OBJECTIVE - In the lines between the one holding "Outline every wooden wall cabinet here." and the one holding "[0,257,408,300]", inclusive, swap "Outline" for "Mark" and give back only those lines, with nothing else changed.

EXTRACTED INFORMATION -
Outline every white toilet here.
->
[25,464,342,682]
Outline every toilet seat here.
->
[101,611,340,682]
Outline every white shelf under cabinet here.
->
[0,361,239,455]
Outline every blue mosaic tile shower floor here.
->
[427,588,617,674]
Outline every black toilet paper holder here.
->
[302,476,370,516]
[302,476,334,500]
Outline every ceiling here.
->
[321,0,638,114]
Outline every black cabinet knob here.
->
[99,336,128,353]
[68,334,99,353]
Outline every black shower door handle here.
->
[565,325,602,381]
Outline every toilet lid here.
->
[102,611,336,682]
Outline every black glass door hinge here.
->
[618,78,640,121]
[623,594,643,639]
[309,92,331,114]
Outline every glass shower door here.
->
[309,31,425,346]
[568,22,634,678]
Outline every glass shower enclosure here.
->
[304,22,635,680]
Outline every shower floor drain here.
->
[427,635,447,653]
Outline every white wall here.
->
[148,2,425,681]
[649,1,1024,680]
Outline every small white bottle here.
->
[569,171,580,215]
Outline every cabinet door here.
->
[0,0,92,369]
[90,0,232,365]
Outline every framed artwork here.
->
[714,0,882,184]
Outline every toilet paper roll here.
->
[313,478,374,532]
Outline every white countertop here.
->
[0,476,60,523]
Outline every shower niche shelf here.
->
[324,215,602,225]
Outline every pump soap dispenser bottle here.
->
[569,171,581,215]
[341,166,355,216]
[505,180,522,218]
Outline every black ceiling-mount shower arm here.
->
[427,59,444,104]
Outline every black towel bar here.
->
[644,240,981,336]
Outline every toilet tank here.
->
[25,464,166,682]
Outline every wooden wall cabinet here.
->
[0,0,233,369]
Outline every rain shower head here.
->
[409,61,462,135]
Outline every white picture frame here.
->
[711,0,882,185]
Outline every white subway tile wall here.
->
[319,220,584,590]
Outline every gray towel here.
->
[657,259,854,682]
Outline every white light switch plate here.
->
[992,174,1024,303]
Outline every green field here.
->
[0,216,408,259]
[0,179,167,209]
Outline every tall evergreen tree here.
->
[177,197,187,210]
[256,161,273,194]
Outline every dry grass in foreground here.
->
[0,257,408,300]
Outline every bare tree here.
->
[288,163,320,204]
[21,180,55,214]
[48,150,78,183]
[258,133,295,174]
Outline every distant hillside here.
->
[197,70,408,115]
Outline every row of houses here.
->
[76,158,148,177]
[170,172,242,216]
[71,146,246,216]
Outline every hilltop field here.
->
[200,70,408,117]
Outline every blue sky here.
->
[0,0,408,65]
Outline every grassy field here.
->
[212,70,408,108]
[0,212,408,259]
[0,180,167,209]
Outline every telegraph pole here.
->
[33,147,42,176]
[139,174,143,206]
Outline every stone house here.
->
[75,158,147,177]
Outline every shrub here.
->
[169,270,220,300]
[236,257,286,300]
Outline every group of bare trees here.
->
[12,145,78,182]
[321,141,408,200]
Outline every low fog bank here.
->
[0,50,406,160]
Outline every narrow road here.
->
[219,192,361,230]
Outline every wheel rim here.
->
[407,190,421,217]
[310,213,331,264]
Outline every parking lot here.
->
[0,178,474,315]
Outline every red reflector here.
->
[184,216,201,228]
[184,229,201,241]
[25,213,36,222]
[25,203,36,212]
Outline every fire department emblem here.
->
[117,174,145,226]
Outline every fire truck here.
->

FINAL RESULT -
Mark every wooden wall cabinet here.
->
[0,0,233,369]
Mark every rain shower head here.
->
[409,61,462,135]
Mark every white picture frame here.
->
[711,0,882,185]
Mark every white subway tile wall here.
->
[319,220,584,590]
Mark every gray towel here.
->
[657,259,854,682]
Mark every white light switch plate here.
->
[992,174,1024,303]
Mark every green field here.
->
[0,216,408,259]
[0,179,167,209]
Mark every tall evergreen tree here.
->
[177,197,187,210]
[256,161,273,194]
Mark every dry grass in foreground here.
->
[0,257,408,300]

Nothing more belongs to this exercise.